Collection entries
============================================================

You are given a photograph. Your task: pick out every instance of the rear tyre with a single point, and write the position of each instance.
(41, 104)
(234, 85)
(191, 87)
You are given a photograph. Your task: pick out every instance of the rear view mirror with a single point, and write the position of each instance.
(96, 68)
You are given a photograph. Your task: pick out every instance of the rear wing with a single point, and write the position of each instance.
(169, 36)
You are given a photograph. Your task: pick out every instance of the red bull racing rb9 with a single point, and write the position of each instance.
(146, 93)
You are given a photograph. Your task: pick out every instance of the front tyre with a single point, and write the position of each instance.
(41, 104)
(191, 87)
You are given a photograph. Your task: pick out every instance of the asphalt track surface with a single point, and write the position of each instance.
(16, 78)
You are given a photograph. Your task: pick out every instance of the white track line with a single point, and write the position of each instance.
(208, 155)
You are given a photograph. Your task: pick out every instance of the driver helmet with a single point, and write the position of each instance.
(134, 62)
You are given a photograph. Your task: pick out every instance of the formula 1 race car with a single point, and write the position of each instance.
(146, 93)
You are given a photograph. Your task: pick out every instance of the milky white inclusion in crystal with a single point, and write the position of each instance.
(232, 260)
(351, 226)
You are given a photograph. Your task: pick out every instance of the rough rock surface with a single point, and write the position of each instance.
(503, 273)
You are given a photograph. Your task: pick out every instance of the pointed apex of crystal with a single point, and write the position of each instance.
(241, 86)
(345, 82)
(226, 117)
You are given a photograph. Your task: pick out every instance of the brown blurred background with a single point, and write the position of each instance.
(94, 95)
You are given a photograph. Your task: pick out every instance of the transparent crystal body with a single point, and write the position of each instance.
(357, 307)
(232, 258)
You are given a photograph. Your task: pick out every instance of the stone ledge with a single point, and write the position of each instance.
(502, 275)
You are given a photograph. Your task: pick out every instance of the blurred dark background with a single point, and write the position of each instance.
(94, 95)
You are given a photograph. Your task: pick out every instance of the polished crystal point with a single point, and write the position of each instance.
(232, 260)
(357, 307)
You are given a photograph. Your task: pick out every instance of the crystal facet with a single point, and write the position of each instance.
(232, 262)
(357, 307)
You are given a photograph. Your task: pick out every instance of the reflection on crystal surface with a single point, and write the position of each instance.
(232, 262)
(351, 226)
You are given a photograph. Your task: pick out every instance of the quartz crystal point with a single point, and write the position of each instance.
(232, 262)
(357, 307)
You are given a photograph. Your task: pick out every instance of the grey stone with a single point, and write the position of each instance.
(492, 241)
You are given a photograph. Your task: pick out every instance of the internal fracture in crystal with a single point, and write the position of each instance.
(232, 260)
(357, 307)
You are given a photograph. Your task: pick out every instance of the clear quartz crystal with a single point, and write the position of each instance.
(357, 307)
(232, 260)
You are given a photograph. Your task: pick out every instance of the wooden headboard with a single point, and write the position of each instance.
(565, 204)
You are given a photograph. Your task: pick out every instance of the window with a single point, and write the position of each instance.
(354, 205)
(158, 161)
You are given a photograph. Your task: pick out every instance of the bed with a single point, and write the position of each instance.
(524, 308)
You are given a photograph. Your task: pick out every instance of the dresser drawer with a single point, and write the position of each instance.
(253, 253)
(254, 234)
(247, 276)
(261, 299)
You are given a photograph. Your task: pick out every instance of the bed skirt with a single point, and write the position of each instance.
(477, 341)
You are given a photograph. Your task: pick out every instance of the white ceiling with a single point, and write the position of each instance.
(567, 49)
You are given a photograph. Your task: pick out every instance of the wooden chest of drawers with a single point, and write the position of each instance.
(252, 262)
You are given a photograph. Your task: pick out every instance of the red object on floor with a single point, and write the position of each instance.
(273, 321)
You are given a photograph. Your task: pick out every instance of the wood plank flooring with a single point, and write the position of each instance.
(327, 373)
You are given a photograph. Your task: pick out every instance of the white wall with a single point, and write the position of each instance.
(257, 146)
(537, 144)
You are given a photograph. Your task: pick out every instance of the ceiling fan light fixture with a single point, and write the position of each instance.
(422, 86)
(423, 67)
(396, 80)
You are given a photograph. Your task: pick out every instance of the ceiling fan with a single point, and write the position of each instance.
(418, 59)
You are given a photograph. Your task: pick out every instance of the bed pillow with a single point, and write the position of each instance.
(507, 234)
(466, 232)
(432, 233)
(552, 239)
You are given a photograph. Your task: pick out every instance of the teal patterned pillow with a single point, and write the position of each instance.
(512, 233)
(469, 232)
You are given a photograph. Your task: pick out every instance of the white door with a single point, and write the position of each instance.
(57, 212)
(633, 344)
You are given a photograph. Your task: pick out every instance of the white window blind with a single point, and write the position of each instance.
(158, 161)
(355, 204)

============================================================

* What needs to be done
Retype each entry without altering a single word.

* Task answer
You are given a photograph. Your task: pick out every instance of the rear tyre with a single point, and write the position of each instance.
(41, 104)
(234, 85)
(191, 87)
You are given a photograph. Your task: pick out every instance of the rear view mirror with a single point, and write the position of each instance.
(96, 68)
You are given a photograph. Your task: pick out every instance of the rear wing with a single point, and write the position of each instance.
(169, 36)
You are given a photograph. Your task: pick out every instance of the red bull racing rb9 with a single point, and write the position of each instance.
(146, 93)
You are given a photograph. Your task: pick out every instance of the front tyre with a single point, and write the position of each instance.
(41, 104)
(191, 87)
You are given a photograph. Your task: pick out every instance of the asphalt track surface with a single point, and write the position of each instance.
(16, 78)
You are given a photograph. Your task: pick out every instance of the white track line with a single point, and write the position of each instance.
(208, 155)
You are given a photograph. Your task: pick out every instance of the driver helmet with a single point, and write the position of each instance.
(134, 62)
You are given a photograph. Your task: pick out every instance of the formula 1 race car with a single point, and write the position of each instance.
(146, 93)
You are given a photograph. Your task: pick out every instance of the milky white inclusion in crystal with a single point, and write the position of each instance.
(232, 260)
(351, 226)
You are given a photograph. Your task: pick out every instance of the rough rock surface with a single point, and write the position of each instance.
(503, 273)
You are given a photograph. Your task: pick out every instance of the pointed apex of crystal with a single point, and write the position of each instance.
(241, 86)
(345, 82)
(226, 117)
You are given a photograph. Your task: pick out every instance of the brown blurred background with a single point, and write the position of each instance.
(94, 95)
You are given a photograph. Your task: pick out every instance of the transparent crystal body with a single point, and write the position of each instance.
(357, 307)
(232, 258)
You are given a photograph. Your task: pick out every instance of the stone ledge with a single point, and write the position of each instance.
(502, 275)
You are given a photograph. Your task: pick out every instance of the blurred dark background with a single point, and write the position of each instance.
(94, 95)
You are given a photograph. Your task: pick out every instance of the polished crystal point with a single point, and write the position of each instance.
(232, 260)
(357, 307)
You are given a photograph. Your task: pick out every instance of the crystal facet with a single point, and write the position of each instance.
(232, 262)
(357, 307)
You are given a photograph. Your task: pick out every instance of the reflection on crystal surface with a single point, and write the position of each instance.
(232, 262)
(351, 226)
You are given a photograph. Your task: pick out every instance of the quartz crystal point with a single point, and write the position of each instance.
(232, 262)
(357, 307)
You are given a photograph. Your task: pick out every instance of the grey stone with a single point, and write the position of each instance.
(492, 241)
You are given a photograph. Your task: pick out every instance of the internal fracture in crystal with a single point, and write the position of each instance.
(232, 260)
(357, 307)
You are given a photograph. Your task: pick out every instance of the clear quartz crystal with a single point, and write the position of each instance.
(357, 307)
(232, 260)
You are given a photograph. Your task: pick out every instance of the wooden headboard with a single point, and write the position of each instance.
(565, 204)
You are given a photograph. Your task: pick out every instance of the window with a single point, and write the position of each instance.
(354, 205)
(158, 161)
You are given a photograph. Your task: pick out every instance of the bed with a single point, and write the position of each instance.
(524, 308)
You are given a photograph. Your task: pick out every instance of the dresser drawer with a single point, and write the position of each instance.
(253, 253)
(254, 234)
(247, 276)
(261, 299)
You are given a photograph. Your task: pick out every instance of the bed skirt with a single point, and write the position of each instance.
(477, 341)
You are given a photograph. Your task: pick out every instance of the white ceiling with a single point, and write the position of each instance.
(567, 49)
You are given a photograph. Your task: pick out every instance of the wooden chest of drawers with a single point, and write the position of each instance.
(252, 262)
You are given a photograph. Your task: pick out every instance of the red object on floor with a single point, and write the position of each instance.
(273, 321)
You are given a photograph. Your task: pick out every instance of the wood plank flooring with a single point, and write the position of each instance.
(327, 373)
You are given a photograph. Your task: pick out every instance of the white wall with a single point, and write the position of each instance.
(257, 146)
(537, 144)
You are given a photograph. Your task: pick out every instance of the ceiling fan light fixture with a single point, and write the position of each instance.
(422, 86)
(423, 67)
(396, 80)
You are given a photograph. Your task: pick out every instance of the ceiling fan with a single point, and write the position of each instance.
(418, 59)
You are given a photograph. Your task: pick out every instance of the bed pillow with a single point, and write the position of each instance.
(507, 234)
(466, 232)
(432, 233)
(552, 239)
You are given a photograph. Your task: pick out every instance of the teal patterned pillow with a single point, and write the position of each instance.
(512, 233)
(469, 232)
You are given a photograph. Your task: pick out every instance of the white door with a single point, and write the position of each instance.
(57, 212)
(633, 344)
You are given a photograph. Your task: pick out every instance of the white window blind with a single point, and write the position of each instance.
(158, 161)
(355, 204)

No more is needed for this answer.